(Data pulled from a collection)
>> BEGIN

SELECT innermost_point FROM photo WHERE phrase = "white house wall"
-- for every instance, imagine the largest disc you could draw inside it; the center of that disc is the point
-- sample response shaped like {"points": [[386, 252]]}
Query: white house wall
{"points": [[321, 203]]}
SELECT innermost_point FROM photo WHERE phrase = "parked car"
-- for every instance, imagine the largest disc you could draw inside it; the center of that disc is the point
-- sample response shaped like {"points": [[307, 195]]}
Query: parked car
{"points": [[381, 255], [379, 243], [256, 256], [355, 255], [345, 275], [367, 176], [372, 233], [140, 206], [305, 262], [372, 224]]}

>> END

Instructions for the task:
Return all of the entries above line for line, reproducing each character without alteration.

Task output:
SELECT innermost_point FROM photo WHERE phrase = "white house wall"
-- for every instance, imagine the largest disc you could draw inside it; the center of that disc is the point
-- sample response shaped like {"points": [[386, 252]]}
Query: white house wall
{"points": [[321, 203]]}
SELECT innermost_point FROM photo WHERE phrase = "parked car"
-- for every instance, imagine the largest disc you could draw inside it; the center of that disc is the point
-- sample response shaped like {"points": [[307, 195]]}
Query: parked car
{"points": [[381, 255], [379, 243], [256, 256], [355, 255], [345, 275], [367, 176], [372, 233], [140, 206], [305, 262], [372, 224]]}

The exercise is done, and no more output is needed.